**Passage to read:**
********************

HARRISBURG, Pa. (AP) — Pennsylvania would receive $225 million to fight the opioid-addiction epidemic from a new agreement with OxyContin maker Purdue Pharma, the state attorney general’s office said Thursday. Attorney General Josh Shapiro of Pennsylvania was among the state attorneys general who had opposed Purdue’s original settlement proposal, before joining an agreement with 14 other states that was disclosed late Wednesday night.
In a statement, Shapiro, a Democrat, said the updated deal isn’t perfect, and that Sackler family members who own the company have used bankruptcy “as a shield for true accountability for their role in jet-fueling this epidemic that takes 13 lives a day” in Pennsylvania.
I know there is no amount of money that can make up for the loss of the parents, siblings, children and neighbors, but we intend to put these billions to work immediately to help address this crisis moving forward and to save lives.

********************

Spatial localization data:
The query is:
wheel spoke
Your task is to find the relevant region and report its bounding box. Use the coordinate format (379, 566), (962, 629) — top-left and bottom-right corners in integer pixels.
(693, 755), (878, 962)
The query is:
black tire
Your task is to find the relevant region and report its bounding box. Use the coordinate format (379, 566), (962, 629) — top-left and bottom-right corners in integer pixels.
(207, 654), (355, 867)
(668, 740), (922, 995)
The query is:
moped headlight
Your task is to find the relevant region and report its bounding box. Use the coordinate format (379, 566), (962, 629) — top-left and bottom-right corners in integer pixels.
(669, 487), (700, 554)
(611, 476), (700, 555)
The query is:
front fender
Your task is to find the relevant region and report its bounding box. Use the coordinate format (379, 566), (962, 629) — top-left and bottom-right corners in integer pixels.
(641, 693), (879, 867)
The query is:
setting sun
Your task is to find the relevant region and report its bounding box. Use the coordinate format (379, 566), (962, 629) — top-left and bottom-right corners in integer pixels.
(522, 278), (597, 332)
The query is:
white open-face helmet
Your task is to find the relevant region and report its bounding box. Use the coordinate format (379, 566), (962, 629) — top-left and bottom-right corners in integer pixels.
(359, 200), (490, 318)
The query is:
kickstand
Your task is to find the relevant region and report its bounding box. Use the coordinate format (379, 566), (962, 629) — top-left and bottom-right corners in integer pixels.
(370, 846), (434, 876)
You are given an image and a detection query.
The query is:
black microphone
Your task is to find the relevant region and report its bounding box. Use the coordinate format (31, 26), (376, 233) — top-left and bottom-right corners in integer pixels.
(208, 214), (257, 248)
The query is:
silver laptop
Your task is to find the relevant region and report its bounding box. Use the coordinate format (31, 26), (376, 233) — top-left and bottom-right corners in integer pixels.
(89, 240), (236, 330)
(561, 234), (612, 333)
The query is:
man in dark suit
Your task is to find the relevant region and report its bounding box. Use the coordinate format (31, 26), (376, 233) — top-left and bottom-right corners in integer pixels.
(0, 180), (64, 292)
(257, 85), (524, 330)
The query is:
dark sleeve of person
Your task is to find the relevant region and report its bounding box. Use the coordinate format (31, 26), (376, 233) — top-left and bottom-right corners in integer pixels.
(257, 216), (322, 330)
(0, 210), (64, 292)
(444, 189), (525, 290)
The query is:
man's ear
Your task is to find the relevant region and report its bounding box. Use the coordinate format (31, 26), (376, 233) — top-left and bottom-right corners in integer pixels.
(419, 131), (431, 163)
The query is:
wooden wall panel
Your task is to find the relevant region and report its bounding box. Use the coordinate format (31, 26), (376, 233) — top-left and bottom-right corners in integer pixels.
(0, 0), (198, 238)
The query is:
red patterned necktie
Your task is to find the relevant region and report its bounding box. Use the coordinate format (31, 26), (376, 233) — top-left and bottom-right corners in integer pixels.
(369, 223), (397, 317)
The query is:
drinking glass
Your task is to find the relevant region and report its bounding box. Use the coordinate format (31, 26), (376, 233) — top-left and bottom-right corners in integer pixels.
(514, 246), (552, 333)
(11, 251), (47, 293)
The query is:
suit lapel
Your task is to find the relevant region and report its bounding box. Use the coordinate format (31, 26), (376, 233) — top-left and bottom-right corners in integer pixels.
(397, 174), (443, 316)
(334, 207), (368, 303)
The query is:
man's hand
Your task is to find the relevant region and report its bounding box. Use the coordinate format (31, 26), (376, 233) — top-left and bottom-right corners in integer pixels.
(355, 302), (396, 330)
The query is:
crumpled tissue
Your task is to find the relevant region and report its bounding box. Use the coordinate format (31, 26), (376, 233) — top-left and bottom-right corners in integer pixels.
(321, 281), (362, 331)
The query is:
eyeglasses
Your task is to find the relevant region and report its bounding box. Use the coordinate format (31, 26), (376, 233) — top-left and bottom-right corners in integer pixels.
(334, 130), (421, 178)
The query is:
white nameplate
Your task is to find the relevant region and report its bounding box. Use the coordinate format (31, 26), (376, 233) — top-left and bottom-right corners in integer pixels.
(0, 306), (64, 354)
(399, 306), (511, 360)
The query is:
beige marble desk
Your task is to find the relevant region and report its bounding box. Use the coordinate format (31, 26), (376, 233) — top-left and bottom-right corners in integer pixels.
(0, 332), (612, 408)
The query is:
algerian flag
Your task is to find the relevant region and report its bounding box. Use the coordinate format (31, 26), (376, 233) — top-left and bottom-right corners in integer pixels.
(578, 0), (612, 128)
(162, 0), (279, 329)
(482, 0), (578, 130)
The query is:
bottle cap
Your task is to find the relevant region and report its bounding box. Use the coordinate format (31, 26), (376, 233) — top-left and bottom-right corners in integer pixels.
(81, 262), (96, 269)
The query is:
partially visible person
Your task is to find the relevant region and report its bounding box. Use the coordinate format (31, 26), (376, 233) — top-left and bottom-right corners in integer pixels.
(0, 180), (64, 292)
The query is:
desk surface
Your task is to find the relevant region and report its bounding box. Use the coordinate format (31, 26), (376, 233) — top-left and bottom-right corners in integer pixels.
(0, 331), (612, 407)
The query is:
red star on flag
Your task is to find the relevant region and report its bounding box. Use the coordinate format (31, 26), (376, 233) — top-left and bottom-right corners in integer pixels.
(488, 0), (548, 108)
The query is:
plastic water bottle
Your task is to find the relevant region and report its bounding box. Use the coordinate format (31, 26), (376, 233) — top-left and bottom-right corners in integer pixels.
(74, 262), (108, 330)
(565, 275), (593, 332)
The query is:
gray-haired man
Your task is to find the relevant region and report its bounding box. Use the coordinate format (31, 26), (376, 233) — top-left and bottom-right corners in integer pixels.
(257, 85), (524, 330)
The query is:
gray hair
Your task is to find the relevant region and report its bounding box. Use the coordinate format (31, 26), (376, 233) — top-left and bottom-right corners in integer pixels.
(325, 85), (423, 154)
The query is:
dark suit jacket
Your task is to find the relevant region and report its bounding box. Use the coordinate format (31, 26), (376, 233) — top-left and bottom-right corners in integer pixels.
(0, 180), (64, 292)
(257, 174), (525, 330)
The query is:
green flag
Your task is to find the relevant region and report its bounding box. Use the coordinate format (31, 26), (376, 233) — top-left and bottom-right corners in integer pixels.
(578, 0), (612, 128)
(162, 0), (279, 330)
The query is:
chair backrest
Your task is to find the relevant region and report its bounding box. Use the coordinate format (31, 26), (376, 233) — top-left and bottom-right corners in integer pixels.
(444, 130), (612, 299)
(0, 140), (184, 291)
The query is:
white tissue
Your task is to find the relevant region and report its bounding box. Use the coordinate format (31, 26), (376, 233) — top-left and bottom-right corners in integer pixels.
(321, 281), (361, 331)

********************

**Complete the following:**
(1) In the Purdue Pharma settlement article, what is the part that opens with the words containing "I know there" and closes with "to save lives."? Set it down word for word.
(2) According to the Purdue Pharma settlement article, how much money would Pennsylvania receive from the new agreement?
This material was drawn from a different source than the text.

**Expected results:**
(1)
I know there is no amount of money that can make up for the loss of the parents, siblings, children and neighbors, but we intend to put these billions to work immediately to help address this crisis moving forward and to save lives.

(2) $225 million